» **Extracted data**:

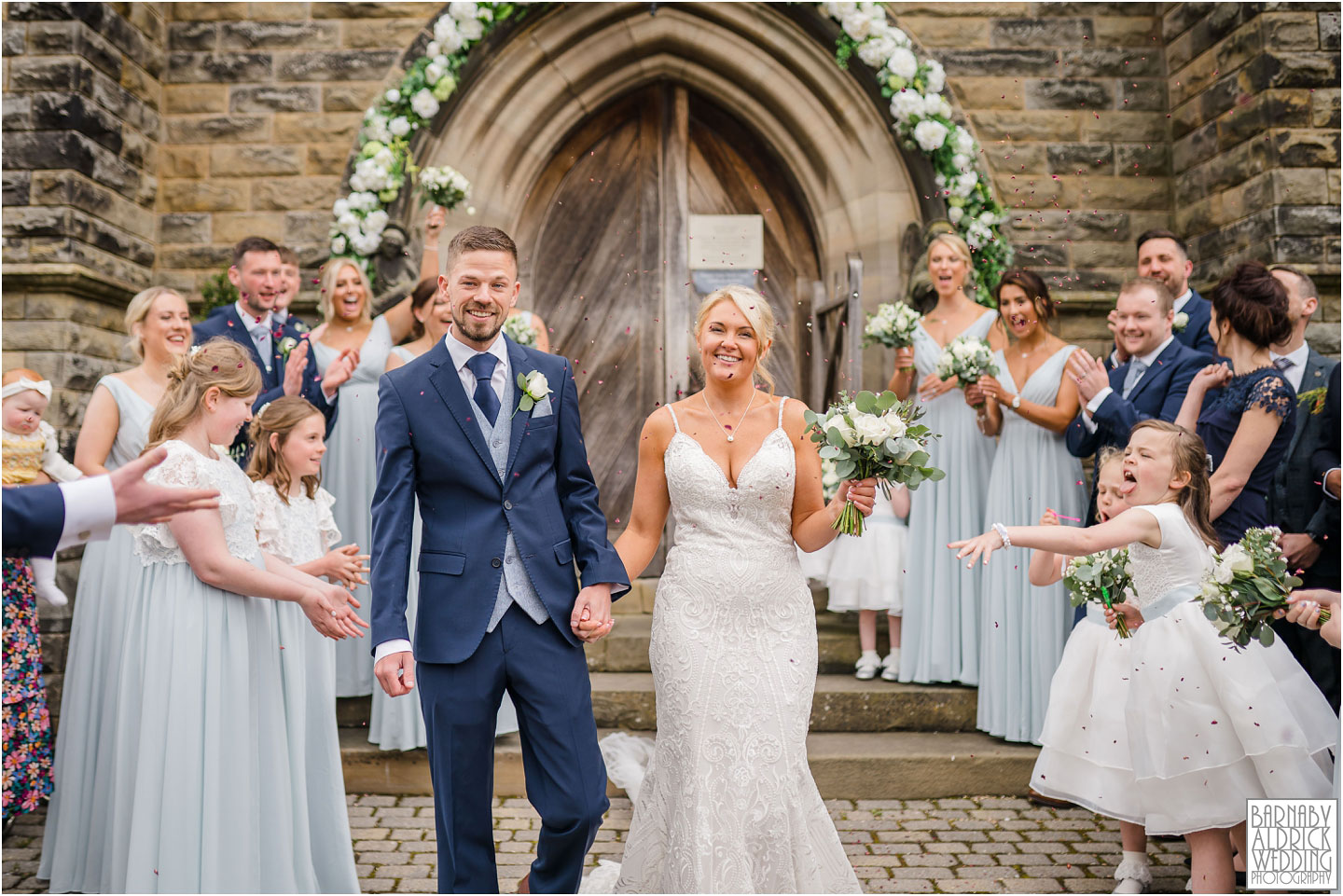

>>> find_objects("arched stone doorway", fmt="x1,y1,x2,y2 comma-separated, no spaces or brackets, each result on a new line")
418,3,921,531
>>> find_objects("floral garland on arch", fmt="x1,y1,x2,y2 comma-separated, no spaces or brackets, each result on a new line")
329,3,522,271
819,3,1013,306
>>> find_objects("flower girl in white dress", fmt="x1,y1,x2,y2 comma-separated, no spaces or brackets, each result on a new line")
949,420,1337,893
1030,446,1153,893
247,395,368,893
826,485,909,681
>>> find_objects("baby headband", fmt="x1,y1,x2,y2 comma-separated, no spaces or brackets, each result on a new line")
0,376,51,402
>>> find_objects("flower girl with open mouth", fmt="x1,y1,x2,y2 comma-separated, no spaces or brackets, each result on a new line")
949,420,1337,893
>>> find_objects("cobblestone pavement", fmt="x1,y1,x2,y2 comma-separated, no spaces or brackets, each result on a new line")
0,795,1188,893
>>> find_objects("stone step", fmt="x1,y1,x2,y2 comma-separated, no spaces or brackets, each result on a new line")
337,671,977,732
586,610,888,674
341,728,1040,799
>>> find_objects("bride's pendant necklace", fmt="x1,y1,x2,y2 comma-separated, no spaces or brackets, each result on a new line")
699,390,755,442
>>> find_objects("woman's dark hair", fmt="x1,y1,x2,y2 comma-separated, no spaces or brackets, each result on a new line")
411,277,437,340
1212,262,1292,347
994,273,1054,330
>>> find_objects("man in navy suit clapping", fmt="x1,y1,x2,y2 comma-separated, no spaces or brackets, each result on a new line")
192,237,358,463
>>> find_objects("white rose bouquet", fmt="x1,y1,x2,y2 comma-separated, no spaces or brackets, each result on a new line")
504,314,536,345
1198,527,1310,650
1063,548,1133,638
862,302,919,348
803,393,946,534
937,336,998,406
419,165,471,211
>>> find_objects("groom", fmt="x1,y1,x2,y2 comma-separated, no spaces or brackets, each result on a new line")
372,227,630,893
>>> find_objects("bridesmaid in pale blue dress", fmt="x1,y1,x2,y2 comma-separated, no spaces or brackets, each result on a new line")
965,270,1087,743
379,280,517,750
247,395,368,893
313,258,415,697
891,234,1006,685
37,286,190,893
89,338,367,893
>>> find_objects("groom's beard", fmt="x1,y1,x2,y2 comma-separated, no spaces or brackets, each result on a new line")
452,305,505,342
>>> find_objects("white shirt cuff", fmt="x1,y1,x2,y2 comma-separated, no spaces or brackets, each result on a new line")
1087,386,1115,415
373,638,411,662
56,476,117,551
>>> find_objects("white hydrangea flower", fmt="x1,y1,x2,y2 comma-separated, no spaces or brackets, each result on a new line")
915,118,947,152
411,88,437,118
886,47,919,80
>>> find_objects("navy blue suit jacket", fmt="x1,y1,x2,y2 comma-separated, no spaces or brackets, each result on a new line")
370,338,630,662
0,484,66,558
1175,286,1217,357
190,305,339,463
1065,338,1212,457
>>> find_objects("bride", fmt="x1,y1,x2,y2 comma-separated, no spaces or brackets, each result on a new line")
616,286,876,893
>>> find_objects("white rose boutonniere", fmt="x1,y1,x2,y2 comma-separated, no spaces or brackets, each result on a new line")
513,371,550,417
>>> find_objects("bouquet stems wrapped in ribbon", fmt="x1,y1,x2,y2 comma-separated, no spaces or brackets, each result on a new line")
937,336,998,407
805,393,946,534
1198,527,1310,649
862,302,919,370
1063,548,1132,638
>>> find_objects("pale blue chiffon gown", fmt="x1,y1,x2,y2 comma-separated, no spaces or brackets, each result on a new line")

» **The task**: Copy the stretch from the start of the material through the line containing "419,165,471,211", both ends included. Keep every find_objects call unchanged, offset each bounding-box coordinate by 98, and leave the picture out.

» **Solution to the problem**:
>>> find_objects("arched stone doorway", fmt="x1,y1,x2,y2 comma-separated, no spaces or brackets, each result on a new line")
516,101,1019,629
>>> find_objects("floral garland on arch", fmt="x1,y1,x2,y2 comma-separated, no spaces or brackets, each result on a new line")
427,101,620,369
917,101,1111,404
>>> find_objects("flower girl in white dress", fmt="x1,y1,x2,y2 comma-separated, no spaces or brackets, each result on a new line")
1047,518,1435,991
1128,544,1251,991
345,493,466,991
924,583,1007,779
>>> find_objects("baby headband", fmt="x1,y1,x2,y2 comma-separated, no spaces or brackets, each result on a new line")
98,474,149,500
>>> find_objects("flower girl with open mouth", fmt="x1,y1,x2,y2 comma-separated, no spaces or brackets, each result on a new line")
1047,518,1435,991
>>> find_objects("cobblestone pavement", fmt="x1,y1,x2,y2 comma-separated, no spaces or brackets, each result on a new line")
98,893,1286,991
>>> find_objects("stone step", fmt="x1,y1,x2,y2 comma-separated, no spaces or brackets, each result on a new line")
435,769,1075,830
684,708,986,772
439,826,1138,897
>>> find_objects("bride's pendant necklace", fmt="x1,y1,x2,y2 comma-separated, no spaces or brackets, each result on a new line")
797,488,853,540
>>> find_objects("woman's dark hair", fmt="x1,y1,x2,y2 comma-separated, no spaces or brackets, each result on a new line")
509,375,535,438
1310,360,1390,445
1092,371,1152,428
>>> find_objects("man in navy suit clapping", fmt="x1,y1,x2,y2 comma-separated, no spaces or brackets, each result on a new line")
290,335,456,561
>>> find_objects("white rose bouquet", fmt="x1,y1,x2,y2 comma-separated, no spaces or brackets, each result on a new line")
602,412,634,443
1296,625,1408,748
1161,646,1231,736
960,400,1017,446
901,491,1044,632
1035,434,1096,504
517,263,569,309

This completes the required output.